• _SELECTED PASSAGE_

+ + + + + + +

Saving holds key to women's empowerment

BBC Sinhala Service
Once upon a time, Sumitra used to roam the streets of the Indian city of Ahmedabad, collecting discarded caps which could be recycled and sold back to manufacturers such as Coca-Cola.
She would spend the whole day sifting through the rubbish collecting the caps in return for a few hundred rupees – about $2.

Then in 2006, Sumitra was introduced to a microfinance initiative which provided her with a small loan to start her own business.

Four years on, she employs five women, and is the proud owner of six bottle-cap straightening machines which process 50kg of caps a day.

After paying the salaries of her employees, her business makes a small profit that Sumitra saves every month – a move that she says has transformed her life and that of her family.

Changing emphasis
Sumitra got the small loan from the Vikas Centre for Microfinance Development, one of the oldest clients of the non-profit organisation Women’s World Banking (WWB) which helps lift women out of poverty.

They work closely with microfinance institutions, or MFIs, which provide a credit lifeline to millions of deprived people in some of the poorest countries of the world.

Now, after a few decades of providing small loans, they want more people to do the same as Sumitra and start saving.

“As the microfinance industry matures, we are seeing the beginning of a major shift from a focus on credit to an emphasis on savings,” says Mary Ellen Iskenderian, the president of WWB.

“Loans or credit were the model for the first 30 years of microfinance. Savings is the future.

“We will continue to look for new and innovative ways to increase global access to savings products and services for the poor,” she adds.

WWB is holding a series of leadership workshops across South Asia in conjunction with the MFIs that have been working hard to empower people in poorer societies, especially women.

+ + + + + + +

• _MATERIAL PROVIDED_
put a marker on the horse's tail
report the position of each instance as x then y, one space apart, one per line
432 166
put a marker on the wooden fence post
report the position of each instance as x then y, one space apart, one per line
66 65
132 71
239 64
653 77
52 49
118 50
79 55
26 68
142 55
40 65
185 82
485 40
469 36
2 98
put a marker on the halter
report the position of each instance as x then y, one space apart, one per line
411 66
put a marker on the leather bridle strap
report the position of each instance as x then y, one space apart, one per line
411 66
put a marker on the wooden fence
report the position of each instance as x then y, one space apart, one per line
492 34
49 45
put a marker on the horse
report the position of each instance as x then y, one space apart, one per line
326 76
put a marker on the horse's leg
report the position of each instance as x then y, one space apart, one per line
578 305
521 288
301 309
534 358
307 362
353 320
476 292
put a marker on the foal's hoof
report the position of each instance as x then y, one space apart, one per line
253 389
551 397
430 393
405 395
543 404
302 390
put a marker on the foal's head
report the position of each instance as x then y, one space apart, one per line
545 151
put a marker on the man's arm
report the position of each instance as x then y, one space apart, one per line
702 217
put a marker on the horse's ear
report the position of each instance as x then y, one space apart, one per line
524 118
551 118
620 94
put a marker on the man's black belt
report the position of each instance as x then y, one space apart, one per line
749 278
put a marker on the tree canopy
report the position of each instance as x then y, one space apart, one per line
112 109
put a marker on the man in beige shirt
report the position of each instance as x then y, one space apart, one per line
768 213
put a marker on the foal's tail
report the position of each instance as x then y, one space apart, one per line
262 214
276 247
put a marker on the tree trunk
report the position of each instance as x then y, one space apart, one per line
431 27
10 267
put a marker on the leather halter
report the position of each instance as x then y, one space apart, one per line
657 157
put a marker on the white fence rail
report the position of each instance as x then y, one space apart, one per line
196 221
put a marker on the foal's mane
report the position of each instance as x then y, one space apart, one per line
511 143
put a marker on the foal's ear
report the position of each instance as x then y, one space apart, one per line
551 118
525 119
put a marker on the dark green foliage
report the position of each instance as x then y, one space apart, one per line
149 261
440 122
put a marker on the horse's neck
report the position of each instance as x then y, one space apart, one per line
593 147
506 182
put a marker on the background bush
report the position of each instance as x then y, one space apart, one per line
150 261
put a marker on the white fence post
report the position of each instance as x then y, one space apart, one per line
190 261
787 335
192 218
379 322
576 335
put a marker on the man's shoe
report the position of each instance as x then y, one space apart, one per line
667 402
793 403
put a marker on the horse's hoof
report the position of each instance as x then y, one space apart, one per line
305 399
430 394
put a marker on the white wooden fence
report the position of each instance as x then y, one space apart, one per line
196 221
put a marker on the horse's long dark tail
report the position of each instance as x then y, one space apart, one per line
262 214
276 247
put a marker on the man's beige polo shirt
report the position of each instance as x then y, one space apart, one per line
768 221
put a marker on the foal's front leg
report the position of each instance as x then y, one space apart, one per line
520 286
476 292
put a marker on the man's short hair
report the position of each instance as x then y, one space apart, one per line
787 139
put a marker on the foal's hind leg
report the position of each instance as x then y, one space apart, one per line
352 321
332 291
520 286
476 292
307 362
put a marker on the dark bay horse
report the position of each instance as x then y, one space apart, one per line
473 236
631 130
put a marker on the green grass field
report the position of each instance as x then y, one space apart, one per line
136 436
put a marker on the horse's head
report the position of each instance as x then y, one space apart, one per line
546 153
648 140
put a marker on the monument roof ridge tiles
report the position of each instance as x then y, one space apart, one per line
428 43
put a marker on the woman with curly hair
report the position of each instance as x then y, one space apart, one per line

+ + + + + + +

• _WHAT YOU NEED TO DO_
1) In the article on saving and women's empowerment, how many bottle-cap straightening machines does Sumitra own?
2) Extend the article on saving and women's empowerment, beginning after its last sentence about the WWB leadership workshops across South Asia.
The entries are separate material and are unrelated to the article on saving and women's empowerment.

• _SOLVED PROBLEMS_
1) Six.

2)
WWB is planning to create innovative savings products and services, apart from small loans, for nearly seven million low-income people in Asia, Latin America and Africa during the next 10 years.

The initiative has just received the backing of the Bill and Melinda Gates foundation, which has pledged $8.5m (£5.5m) to the project.

Sri Lanka’s war widows

Some individual partners of the network have already jumped on the savings bandwagon. Sri Lanka’s Hatton National Bank (HNB) is one of them.

HNB has been at the forefront of Sri Lanka’s micro-loan and agricultural loan industry for more than 20 years. But now it is also looking at changing its product and clientele.

The bank wants to help tens of thousands of war widows – women whose husbands were killed in the conflict between the government and the recently-defeated Tamil Tigers.

HNB is targeting these women as potential clients, as soon as resettlement is completed in the former war zone.

Here, too, the emphasis has shifted much more to saving, says HNB’s Vishva Gunawardena.

“What we have been doing is opening up a savings account for the customers to make their deposits.”

Greater control

Women are being encouraged to take more control, not just of their savings, but of the way the microcredit system is actually run.

The fact that the industry has a majority of women clients should also be reflected in the leadership, says the president of WWB, Mary Ellen Iskenderian.

Recognising the importance of empowering women, the US has also begun integrating women’s issues into its Global Health Initiative and Global Food Security Initiative.

In a recent speech, US Secretary of State Hillary Clinton said she recognised the need to make women’s empowerment a foreign-policy priority.

“It is why we are launching women’s entrepreneurial efforts in Latin America. It is why we are working with religious leaders in Afghanistan and Pakistan to increase access to information about family planning and preventive health care,” she said.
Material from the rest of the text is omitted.